─── GIVEN DATA ───

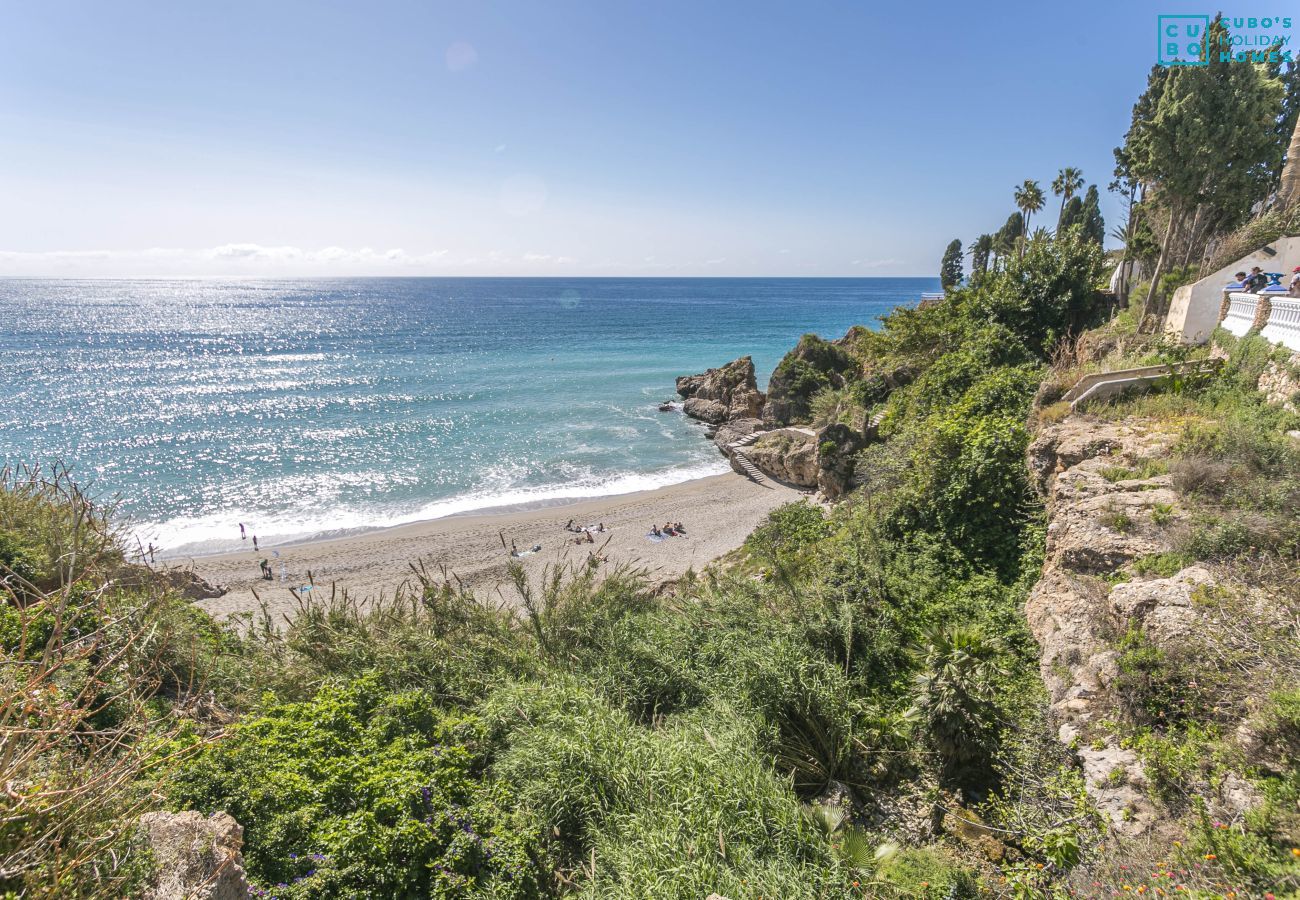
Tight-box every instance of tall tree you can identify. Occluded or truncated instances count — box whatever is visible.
[1051,167,1085,228]
[968,233,993,278]
[939,239,963,290]
[1266,45,1300,191]
[1012,180,1045,257]
[1057,196,1084,232]
[1119,15,1284,322]
[993,213,1023,266]
[1080,185,1105,247]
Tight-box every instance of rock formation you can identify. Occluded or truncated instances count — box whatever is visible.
[744,429,818,487]
[139,810,249,900]
[762,335,859,427]
[1025,415,1275,835]
[112,564,227,601]
[675,356,765,425]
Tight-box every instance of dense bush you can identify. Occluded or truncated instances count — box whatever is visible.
[174,678,540,898]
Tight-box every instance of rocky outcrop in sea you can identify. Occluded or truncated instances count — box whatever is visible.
[676,352,871,497]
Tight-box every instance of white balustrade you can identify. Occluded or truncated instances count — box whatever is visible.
[1261,296,1300,351]
[1221,292,1259,337]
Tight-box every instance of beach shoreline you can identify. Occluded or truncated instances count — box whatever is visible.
[188,471,808,623]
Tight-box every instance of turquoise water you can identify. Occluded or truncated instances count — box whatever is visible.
[0,277,932,555]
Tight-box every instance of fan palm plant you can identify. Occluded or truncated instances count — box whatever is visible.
[906,625,1008,784]
[1051,167,1085,227]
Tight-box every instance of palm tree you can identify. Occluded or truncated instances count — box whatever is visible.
[1051,167,1085,227]
[1012,180,1045,257]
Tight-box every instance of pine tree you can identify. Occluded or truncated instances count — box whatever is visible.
[939,239,963,290]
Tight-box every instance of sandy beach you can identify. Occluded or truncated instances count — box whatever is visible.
[187,472,807,622]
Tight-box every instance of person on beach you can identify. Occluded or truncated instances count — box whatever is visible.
[585,530,594,543]
[259,559,272,580]
[598,522,606,532]
[565,519,574,531]
[253,535,259,551]
[650,524,661,537]
[239,523,246,540]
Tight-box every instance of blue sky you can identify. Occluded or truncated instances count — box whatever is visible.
[0,0,1241,276]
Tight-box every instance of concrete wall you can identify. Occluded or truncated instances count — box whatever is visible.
[1164,235,1300,344]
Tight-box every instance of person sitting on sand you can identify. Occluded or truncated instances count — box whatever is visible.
[598,522,606,532]
[650,524,661,537]
[585,530,595,543]
[674,522,685,533]
[565,519,575,531]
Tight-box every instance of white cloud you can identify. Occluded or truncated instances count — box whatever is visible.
[849,257,900,269]
[0,244,458,275]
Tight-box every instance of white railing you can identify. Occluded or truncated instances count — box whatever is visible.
[1261,296,1300,351]
[1221,292,1259,336]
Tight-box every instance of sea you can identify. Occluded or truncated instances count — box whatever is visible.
[0,277,934,557]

───

▶ _BRIEF_
Restate the whole listing exactly as written, minus the pictures.

▶ _SOLUTION TO THIS EXERCISE_
Tight-box every instance of tall tree you can identify. Occluded or truncated instances count — box whatever is visible.
[1051,167,1085,228]
[968,233,993,278]
[939,239,963,290]
[1266,45,1300,191]
[1012,180,1045,257]
[1057,196,1084,232]
[1119,15,1284,322]
[993,213,1023,266]
[1080,185,1105,247]
Tight-box every instance of rock formation you can identify. Occluded or truncated instances count — box whatever is visible.
[744,429,818,487]
[139,810,249,900]
[762,335,859,427]
[1025,415,1275,835]
[112,564,227,601]
[675,356,765,425]
Tight-box every instance of dense bush you can identify. Occluded or truncated instances count — box whatever is visible.
[174,678,540,898]
Tight-box every instance of rocky outcrop in sea you can identify. Occluded or truncated instances count — box whatever is visible.
[676,352,871,497]
Tight-box every instance of white balustrade you can identify. Occluded or truncated instances count — box whatever is visible.
[1261,296,1300,351]
[1221,292,1259,337]
Tight-box every instance of beach shoreline you can identify. Occluded or truncated instances count — box whatever is visible.
[188,471,808,623]
Tight-box every instance of turquoise water you can identify. Occluded or truncated instances count — box whatever is visible.
[0,277,932,555]
Tight-box every instance of fan palm plant you can identify. Occluded or truncated instances count — box whatever is visible.
[906,625,1008,784]
[1051,167,1085,227]
Tight-box every instance of palm tree you can identify. Occluded or truncated instances count — box whatever is visible.
[1051,167,1085,227]
[1012,180,1045,257]
Tight-box every instance of pine tree you can identify. Occluded or truncated instances count — box whatever is visible.
[939,239,963,290]
Tight-box every instance of sandy beach you can identify. Occluded or truncated instances count — box whatever is visible.
[187,472,807,622]
Tight-box every instance of person on beach you can identify. Occluded or truncated instances count — box whatever is visible.
[585,530,594,543]
[259,559,272,580]
[598,522,606,532]
[565,519,574,531]
[253,535,259,551]
[650,524,661,537]
[239,523,246,540]
Tight-box every instance of blue sky you can identify. Occluded or truncated instances count — box whatever is visible.
[0,0,1241,276]
Tight-box every instance of concrete wall you can identify. Occluded or truncated instances count — box whatever is visible.
[1164,235,1300,344]
Tight-box every instance of person sitting on sand you can identify. Occluded or truncated instances count — box whatever is visible.
[598,522,606,532]
[650,524,661,537]
[585,530,595,543]
[674,522,685,533]
[565,519,575,531]
Tight-box every instance of white cloud you can identify. Occluded or truncated instances count — box whatever is visible.
[849,257,900,269]
[0,244,458,275]
Tight-box every instance of white railing you can identify. Occluded or truncated instances count — box whatever is visible.
[1261,296,1300,351]
[1221,292,1259,336]
Tight-box every instance of sea you can identify. Occluded or truncated instances count — box whatever is visible.
[0,277,934,557]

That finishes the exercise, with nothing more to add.